* **Text section**:

-------------------------

How to concatenate dataframes

Solved!
LaurentS
Level 3
How to concatenate dataframes

Hello, say I have 2 separate dataframes (df) but with similar features (or columns if you prefer) as follow: col1 : name, col2: phone, col3 : price

df1 has 100 rows

df2 has 50 rows

I want to concatenate these 2 dataframes into 1 unique that would hence create a dataframe of 150 rows

In python, this is done through simple codes: for examples : 

dfAll = [df1, df2]
frame = pd.concat(dfAll)

How to do this in DSS.  I do not see any way to concatenate files, though there are different possibilities to join (which is a bit different)

 

Thanks

0 Kudos
1 Solution
AlexandreL
Dataiker

Hi, 

You can use a stack recipe to concatenate two or more datasets vertically. Please refer to this article for  more information on how to use it:

 https://knowledge.dataiku.com/latest/courses/visual-recipes/stack.html

Best regards,

Alexandre

View solution in original post

4 Replies
AlexandreL
Dataiker

Hi, 

You can use a stack recipe to concatenate two or more datasets vertically. Please refer to this article for  more information on how to use it:

 https://knowledge.dataiku.com/latest/courses/visual-recipes/stack.html

Best regards,

Alexandre

ss
Level 1

I think stack option does not work when we want to concatenate two dataframes horizontally having different columns names. The union option can achieve this purpose but then it generates empty cells.

-------------------------

* **Excerpted records**:
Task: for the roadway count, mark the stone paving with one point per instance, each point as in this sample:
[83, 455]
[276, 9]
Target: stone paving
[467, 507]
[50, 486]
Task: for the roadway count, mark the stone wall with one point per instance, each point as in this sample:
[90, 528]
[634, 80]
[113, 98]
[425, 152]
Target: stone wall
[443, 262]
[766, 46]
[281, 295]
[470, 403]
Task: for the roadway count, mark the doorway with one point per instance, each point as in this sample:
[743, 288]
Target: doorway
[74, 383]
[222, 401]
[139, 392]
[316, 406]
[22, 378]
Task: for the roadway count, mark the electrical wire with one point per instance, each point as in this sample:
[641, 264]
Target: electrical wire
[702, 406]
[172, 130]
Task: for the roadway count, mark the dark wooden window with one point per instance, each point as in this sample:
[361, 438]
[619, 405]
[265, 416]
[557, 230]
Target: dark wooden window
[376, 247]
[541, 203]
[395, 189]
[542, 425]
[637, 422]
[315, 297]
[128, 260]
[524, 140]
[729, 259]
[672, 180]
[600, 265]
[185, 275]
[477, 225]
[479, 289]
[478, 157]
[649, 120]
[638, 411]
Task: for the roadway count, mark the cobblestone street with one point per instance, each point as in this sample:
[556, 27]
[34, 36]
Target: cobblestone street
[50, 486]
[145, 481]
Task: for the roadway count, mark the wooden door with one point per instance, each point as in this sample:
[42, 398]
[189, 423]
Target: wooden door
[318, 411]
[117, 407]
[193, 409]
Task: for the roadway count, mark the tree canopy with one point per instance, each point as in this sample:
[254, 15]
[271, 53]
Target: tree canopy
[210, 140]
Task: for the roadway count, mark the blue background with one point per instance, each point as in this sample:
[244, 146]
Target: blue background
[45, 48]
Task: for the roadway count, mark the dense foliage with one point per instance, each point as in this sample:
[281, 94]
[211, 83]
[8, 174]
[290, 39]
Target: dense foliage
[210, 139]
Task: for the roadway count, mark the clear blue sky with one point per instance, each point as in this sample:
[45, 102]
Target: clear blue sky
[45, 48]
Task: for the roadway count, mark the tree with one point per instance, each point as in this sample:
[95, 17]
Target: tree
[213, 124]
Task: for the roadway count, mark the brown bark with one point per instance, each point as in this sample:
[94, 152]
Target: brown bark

-------------------------

* **Check your understanding**:
a. In the dataframe thread, what kind of recipe does AlexandreL suggest for concatenating datasets vertically?
b. List every column that the two dataframes share in the dataframe thread.
The records have nothing to do with the tasks.

* **Solutions by task**:
a. A stack recipe.

b. name, phone, price